*** TEXT EXCERPT ***
DARPA - Strategic Social Interaction Module: Modeling Human Social Interaction in Multimodal Data

The objective of this project is to model social interactions between humans with focuses on the science of social interactions and human dynamics, technological and pedagogical design of training tools for developing human dynamics interaction proficiencies, and assessment of SSIM training and subsequent performance outcomes. 

With the help of social psychologist, we defined a set of social interaction predicates such as joint attention and entrainment. Based on sound social psychological theory and methodology we collected a new dataset, “Tower Game”, consisting of audio-visual capture of dyadic interactions labeled with social interaction predicates.

For modeling of social interaction in multimodal data, we developed three a novel hybrid represenation learning models to uncover actionable constituents of social interaction predicates in audio, motion capture, and multmodal data. For our initial model, we developed a unimodal hybrid model which consists of a generative model, which is used for unsupervised representation learning of short term temporal phenomena and a discriminative model, which is used for event detection and classification of long range temporal dynamics. We applied this model to audio only and achieved state-of-the-art results. We then extended the audio only model to model two sets of homogenous data and used it to analyize motion capture data of two people interacting. Finally, we extended our model to address heterogeneous data and applied it to audio and motion capture data.
*** DATASET ENTRIES ***
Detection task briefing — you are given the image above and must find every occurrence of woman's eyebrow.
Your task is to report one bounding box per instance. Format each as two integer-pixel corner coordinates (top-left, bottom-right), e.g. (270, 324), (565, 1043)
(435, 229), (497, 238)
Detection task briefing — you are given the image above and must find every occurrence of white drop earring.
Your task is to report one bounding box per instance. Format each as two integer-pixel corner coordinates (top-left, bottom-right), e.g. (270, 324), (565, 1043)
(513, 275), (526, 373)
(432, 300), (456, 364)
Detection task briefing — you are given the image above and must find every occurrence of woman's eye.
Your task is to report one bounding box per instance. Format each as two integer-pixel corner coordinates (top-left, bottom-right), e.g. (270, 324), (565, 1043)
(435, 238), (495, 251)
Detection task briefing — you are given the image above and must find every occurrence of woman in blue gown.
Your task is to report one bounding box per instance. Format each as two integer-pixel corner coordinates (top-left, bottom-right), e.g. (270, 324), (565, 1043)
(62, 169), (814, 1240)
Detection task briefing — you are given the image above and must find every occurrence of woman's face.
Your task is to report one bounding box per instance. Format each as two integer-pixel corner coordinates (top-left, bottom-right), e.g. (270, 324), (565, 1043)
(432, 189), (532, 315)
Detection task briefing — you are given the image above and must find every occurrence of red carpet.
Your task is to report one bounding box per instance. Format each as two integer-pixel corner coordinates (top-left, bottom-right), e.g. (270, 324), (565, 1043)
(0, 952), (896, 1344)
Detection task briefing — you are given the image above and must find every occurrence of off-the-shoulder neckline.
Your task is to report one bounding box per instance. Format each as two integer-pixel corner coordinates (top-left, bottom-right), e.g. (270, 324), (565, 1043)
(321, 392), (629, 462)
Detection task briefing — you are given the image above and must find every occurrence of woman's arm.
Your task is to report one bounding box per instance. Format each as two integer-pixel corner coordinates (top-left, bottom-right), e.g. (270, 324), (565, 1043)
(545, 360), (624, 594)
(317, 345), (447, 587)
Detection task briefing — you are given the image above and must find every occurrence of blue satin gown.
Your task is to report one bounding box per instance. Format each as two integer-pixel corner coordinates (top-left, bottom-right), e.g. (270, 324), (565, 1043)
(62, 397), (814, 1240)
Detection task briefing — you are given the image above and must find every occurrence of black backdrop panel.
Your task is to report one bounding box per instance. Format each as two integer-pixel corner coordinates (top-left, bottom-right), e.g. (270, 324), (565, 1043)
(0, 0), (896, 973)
***
▶ **WHAT YOU WILL DO**: Copy out the Strategic Social Interaction Module description above in full, word for word, with every line kept as it stands.

▶ **OUTPUT OF THE EXERCISE**:
DARPA - Strategic Social Interaction Module: Modeling Human Social Interaction in Multimodal Data

The objective of this project is to model social interactions between humans with focuses on the science of social interactions and human dynamics, technological and pedagogical design of training tools for developing human dynamics interaction proficiencies, and assessment of SSIM training and subsequent performance outcomes. 

With the help of social psychologist, we defined a set of social interaction predicates such as joint attention and entrainment. Based on sound social psychological theory and methodology we collected a new dataset, “Tower Game”, consisting of audio-visual capture of dyadic interactions labeled with social interaction predicates.

For modeling of social interaction in multimodal data, we developed three a novel hybrid represenation learning models to uncover actionable constituents of social interaction predicates in audio, motion capture, and multmodal data. For our initial model, we developed a unimodal hybrid model which consists of a generative model, which is used for unsupervised representation learning of short term temporal phenomena and a discriminative model, which is used for event detection and classification of long range temporal dynamics. We applied this model to audio only and achieved state-of-the-art results. We then extended the audio only model to model two sets of homogenous data and used it to analyize motion capture data of two people interacting. Finally, we extended our model to address heterogeneous data and applied it to audio and motion capture data.